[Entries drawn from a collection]
————

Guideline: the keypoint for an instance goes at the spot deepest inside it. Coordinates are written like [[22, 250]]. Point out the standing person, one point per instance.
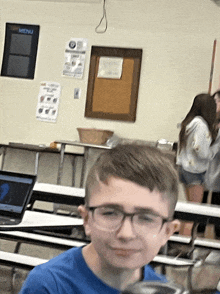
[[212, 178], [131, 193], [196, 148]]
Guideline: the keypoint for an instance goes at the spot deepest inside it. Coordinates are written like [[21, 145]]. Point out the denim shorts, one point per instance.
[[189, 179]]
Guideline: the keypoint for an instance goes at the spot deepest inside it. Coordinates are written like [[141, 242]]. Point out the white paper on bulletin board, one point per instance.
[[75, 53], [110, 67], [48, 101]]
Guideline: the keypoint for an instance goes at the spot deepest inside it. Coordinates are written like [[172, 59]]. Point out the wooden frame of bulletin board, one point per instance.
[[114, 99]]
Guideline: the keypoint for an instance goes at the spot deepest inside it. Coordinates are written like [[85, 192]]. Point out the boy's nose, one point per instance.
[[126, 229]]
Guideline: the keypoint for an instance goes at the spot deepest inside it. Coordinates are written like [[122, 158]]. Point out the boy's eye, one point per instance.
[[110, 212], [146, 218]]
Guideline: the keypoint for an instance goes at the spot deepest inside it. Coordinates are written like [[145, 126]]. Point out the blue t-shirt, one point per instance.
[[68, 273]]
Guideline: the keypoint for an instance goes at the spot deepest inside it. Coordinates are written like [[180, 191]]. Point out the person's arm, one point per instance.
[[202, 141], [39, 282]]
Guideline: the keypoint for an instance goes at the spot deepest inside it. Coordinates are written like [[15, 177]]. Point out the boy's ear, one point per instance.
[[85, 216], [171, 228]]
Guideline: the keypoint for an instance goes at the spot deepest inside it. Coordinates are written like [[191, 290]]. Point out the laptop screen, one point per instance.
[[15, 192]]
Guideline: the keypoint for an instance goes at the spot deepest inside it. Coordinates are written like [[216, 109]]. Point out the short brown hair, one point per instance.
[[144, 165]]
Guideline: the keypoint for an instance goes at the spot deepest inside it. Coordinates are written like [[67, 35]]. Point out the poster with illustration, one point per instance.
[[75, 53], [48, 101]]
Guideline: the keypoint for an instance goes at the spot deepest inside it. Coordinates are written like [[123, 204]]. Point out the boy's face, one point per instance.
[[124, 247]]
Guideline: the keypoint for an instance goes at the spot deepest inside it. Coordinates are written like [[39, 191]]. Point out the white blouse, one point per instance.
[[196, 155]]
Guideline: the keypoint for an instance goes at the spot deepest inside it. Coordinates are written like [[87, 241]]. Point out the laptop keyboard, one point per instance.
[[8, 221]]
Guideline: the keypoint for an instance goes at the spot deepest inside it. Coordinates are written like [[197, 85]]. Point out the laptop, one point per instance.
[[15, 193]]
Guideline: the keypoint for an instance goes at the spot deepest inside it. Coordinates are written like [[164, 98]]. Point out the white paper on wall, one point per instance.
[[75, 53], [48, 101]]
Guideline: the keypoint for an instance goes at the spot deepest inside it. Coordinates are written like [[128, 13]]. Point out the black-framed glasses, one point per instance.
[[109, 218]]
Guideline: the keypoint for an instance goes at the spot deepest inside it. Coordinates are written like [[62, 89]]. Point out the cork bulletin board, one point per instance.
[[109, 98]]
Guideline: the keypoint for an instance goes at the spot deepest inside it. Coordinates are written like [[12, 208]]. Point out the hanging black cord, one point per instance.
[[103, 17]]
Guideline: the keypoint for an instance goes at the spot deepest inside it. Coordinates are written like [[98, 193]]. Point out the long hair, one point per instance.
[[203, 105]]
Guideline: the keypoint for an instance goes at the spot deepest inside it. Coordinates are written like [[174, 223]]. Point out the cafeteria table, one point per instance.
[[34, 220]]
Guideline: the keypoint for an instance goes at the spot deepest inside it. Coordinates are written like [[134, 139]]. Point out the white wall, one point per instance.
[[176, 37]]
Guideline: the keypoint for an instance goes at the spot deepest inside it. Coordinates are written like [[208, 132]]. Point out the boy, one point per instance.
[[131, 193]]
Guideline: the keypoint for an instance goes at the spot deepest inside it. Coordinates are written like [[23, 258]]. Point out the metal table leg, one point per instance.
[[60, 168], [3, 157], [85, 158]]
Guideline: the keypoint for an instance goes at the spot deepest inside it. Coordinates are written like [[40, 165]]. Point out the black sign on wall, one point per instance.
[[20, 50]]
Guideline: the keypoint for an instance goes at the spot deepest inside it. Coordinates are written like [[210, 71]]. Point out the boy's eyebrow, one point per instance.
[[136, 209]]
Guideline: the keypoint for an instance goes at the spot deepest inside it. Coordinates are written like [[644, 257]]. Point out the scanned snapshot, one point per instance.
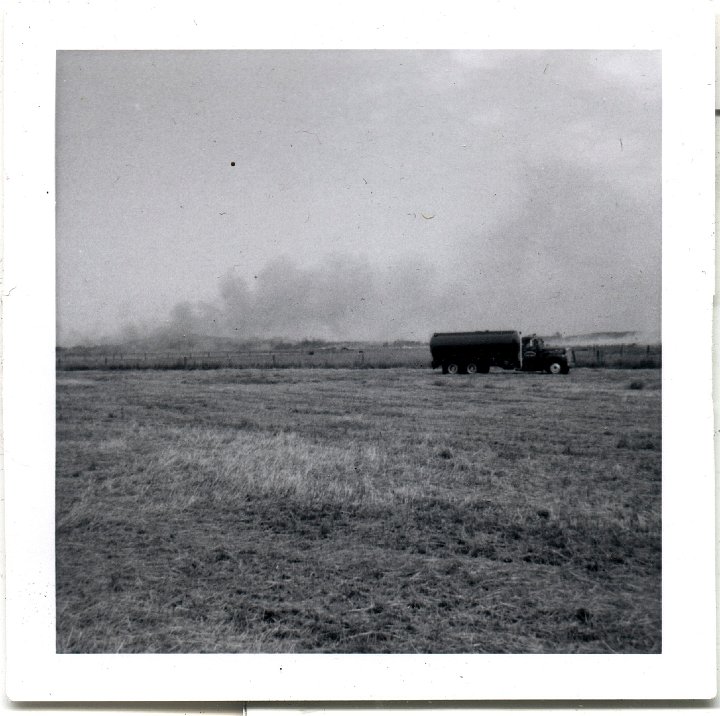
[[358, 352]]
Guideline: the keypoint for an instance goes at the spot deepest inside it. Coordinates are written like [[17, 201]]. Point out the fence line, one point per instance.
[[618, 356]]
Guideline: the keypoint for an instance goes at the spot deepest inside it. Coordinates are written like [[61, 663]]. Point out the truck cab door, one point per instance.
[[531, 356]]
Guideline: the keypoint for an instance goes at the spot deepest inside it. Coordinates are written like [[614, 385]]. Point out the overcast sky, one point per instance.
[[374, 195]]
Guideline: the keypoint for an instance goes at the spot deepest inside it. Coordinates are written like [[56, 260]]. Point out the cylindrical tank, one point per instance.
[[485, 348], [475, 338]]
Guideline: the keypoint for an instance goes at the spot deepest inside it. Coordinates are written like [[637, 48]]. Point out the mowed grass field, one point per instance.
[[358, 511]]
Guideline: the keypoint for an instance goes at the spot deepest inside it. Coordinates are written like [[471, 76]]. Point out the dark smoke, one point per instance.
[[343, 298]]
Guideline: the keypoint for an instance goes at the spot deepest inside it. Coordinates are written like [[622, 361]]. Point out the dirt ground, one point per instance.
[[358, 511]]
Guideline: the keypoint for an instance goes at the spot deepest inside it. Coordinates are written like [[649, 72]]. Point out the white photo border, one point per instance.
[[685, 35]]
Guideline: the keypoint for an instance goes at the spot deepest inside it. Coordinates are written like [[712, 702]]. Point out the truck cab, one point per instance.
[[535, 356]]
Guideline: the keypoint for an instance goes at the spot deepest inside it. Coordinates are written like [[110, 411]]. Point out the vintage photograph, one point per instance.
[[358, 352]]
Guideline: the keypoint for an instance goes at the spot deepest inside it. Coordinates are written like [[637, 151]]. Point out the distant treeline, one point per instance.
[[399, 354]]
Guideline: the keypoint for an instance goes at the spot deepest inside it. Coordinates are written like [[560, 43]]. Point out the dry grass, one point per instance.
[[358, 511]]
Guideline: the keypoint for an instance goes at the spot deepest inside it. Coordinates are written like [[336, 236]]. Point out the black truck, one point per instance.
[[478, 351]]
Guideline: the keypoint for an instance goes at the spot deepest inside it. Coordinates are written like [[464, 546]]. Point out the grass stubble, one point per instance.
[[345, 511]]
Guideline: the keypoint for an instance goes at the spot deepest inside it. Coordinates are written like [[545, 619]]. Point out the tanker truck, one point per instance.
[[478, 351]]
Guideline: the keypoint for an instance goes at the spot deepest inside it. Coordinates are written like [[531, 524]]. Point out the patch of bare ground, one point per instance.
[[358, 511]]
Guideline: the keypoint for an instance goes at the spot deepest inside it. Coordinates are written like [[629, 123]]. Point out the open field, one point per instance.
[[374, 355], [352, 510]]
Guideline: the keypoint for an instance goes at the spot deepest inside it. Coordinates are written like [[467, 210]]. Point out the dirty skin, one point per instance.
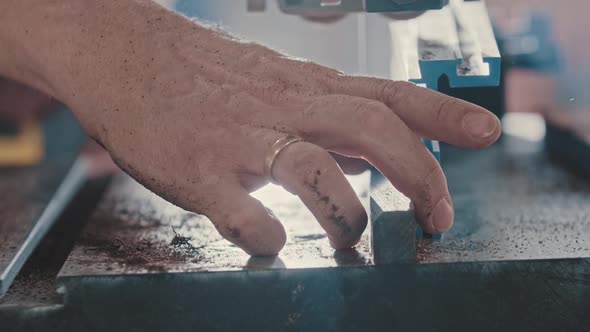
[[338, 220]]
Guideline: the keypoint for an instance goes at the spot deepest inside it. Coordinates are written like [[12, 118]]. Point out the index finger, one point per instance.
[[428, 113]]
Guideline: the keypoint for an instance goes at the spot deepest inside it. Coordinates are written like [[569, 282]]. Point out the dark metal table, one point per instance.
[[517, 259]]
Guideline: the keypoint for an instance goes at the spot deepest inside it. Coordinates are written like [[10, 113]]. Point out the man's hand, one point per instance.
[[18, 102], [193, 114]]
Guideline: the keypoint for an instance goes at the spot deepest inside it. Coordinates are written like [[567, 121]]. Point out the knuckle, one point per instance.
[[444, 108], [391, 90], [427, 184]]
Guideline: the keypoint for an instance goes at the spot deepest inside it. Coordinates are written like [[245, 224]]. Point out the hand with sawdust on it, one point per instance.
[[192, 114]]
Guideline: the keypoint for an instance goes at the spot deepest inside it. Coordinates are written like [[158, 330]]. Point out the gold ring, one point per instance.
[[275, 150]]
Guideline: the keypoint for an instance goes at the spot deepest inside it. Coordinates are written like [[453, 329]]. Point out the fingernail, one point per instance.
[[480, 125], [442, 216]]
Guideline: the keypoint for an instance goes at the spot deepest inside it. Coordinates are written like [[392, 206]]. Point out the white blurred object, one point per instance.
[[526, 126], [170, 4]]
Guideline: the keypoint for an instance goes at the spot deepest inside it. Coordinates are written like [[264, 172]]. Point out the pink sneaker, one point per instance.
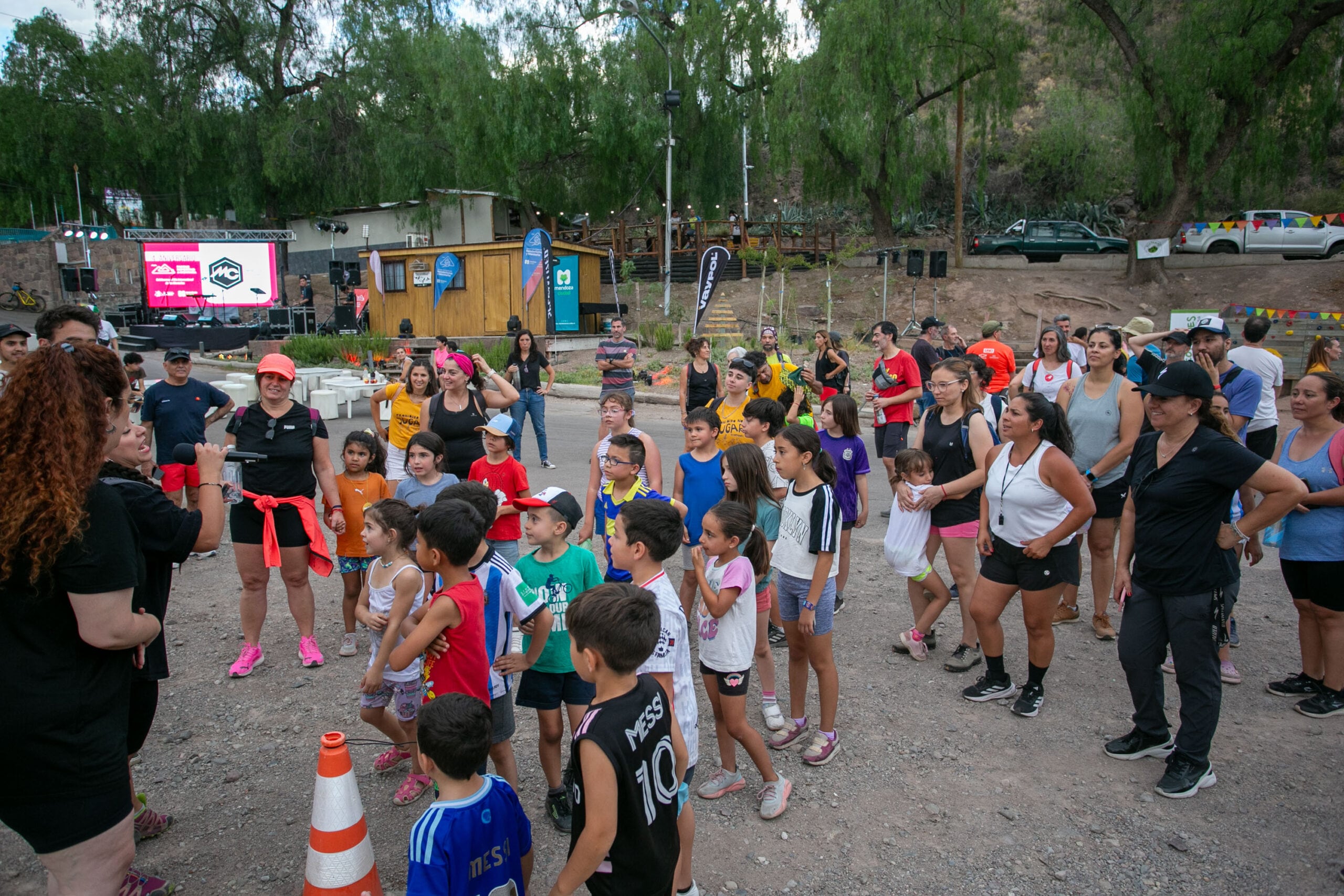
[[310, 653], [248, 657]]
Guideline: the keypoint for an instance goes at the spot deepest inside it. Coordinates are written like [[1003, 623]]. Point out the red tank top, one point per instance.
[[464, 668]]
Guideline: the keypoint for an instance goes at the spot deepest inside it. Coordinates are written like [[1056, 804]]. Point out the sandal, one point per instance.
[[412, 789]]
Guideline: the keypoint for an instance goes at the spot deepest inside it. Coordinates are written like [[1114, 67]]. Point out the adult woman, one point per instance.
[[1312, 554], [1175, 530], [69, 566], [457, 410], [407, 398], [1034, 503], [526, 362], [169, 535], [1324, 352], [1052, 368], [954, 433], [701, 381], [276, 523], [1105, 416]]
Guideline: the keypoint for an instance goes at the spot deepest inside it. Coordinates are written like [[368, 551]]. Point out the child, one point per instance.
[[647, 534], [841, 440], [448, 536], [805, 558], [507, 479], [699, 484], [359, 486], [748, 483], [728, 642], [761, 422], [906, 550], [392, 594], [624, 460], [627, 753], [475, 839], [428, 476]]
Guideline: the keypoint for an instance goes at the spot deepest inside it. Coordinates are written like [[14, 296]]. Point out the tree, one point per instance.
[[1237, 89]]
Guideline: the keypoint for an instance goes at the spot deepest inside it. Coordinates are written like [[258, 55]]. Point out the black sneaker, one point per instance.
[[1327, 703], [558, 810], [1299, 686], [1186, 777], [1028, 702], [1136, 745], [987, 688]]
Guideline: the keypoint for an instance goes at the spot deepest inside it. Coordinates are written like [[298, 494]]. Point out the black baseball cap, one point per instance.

————

* [GIVEN TASK]:
Please write out the part of the material that opens with the line containing "knuckle, one point per instance." and closes with the line containing "[[275, 150]]", both lines included, reproducing each line word for word.

* [SOLUTION]:
Guideline: the keypoint for an instance goes at the spot deepest inside it. Coordinates are written like [[567, 121]]. Point out the knuckle, one point per instance.
[[444, 108], [391, 90], [427, 184]]
Guideline: the keypoint for an instance goes at the spot deepest inside it. Coordinates are written like [[245, 224]]. Point out the hand with sawdust on it, one point per instance.
[[192, 114]]
Guideline: the keypoint for an instance goes at the spot deepest inside it. Coordinates are written like [[158, 330]]. Point out the gold ring, one point per instance.
[[275, 150]]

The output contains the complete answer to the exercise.